The ADP National Employment Report is a monthly measure of the change in total U.S. nonfarm private employment taken from real, anonymous payroll data of client companies served by ADP. ADP’s August National Employment Report showed private payrolls adding 204,000 jobs in the last full month of summer. This is the fifth consecutive month of ADP measured job increases of over 200,000.
"Steady as she goes in the job market. Businesses continue to hire at a solid pace. Job gains are broad based across industries and company sizes. At the current pace of job growth the economy will return to full employment by the end of 2016,” said Mark Zandi, chief economist of Moody’s Analytics.
Professional and business services added the most jobs at 51,000, trade/transportation/utilities added 28,000 jobs and manufacturing added 23,000. Construction and financial activities industries fell behind, adding only 15,000 and 5,000 jobs respectively.
While payrolls for large businesses – classified as having 500 or more employees – increased by 52,000, a great jump up from 32,000 in the month prior, employment among medium business and small businesses has dropped. Medium businesses – classified as having 50-499 employees – added 75,000 jobs, compared to 88,000 in July, and small businesses – businesses with 49 or fewer employees – increased payrolls by 79,000 jobs. That is a decrease of 11,000 jobs from the month prior.

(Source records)
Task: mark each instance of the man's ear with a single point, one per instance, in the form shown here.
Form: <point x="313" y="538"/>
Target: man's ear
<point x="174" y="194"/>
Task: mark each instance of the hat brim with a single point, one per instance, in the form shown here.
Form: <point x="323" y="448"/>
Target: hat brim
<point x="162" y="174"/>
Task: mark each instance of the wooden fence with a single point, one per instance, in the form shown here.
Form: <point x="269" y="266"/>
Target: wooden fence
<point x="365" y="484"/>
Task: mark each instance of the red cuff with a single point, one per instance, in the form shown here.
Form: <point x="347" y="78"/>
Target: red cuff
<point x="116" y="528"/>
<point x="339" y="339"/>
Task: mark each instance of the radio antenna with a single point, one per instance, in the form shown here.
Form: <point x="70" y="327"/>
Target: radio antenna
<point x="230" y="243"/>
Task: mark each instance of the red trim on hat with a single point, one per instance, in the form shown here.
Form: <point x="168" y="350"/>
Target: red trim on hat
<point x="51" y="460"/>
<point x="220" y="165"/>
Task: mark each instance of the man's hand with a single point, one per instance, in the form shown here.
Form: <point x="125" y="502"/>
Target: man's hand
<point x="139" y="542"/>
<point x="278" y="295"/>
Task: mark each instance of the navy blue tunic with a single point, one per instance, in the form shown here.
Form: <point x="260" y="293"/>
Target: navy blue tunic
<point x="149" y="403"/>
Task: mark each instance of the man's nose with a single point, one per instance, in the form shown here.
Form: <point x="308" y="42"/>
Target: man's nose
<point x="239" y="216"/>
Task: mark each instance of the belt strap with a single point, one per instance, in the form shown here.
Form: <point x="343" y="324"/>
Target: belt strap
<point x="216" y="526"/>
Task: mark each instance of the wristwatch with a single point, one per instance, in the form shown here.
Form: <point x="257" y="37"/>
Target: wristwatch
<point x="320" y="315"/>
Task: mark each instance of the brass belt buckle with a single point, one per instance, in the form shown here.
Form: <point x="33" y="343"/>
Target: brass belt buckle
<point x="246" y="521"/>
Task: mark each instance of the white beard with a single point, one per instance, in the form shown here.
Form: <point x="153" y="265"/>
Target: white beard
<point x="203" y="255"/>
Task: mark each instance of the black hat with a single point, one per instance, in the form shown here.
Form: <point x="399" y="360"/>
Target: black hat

EXERCISE AIM:
Copy the section of the August employment report between "While payrolls for" and "the month prior.", inclusive, substituting "small firms" for every occurrence of "small businesses".

EXERCISE SOLUTION:
While payrolls for large businesses – classified as having 500 or more employees – increased by 52,000, a great jump up from 32,000 in the month prior, employment among medium business and small firms has dropped. Medium businesses – classified as having 50-499 employees – added 75,000 jobs, compared to 88,000 in July, and small firms – businesses with 49 or fewer employees – increased payrolls by 79,000 jobs. That is a decrease of 11,000 jobs from the month prior.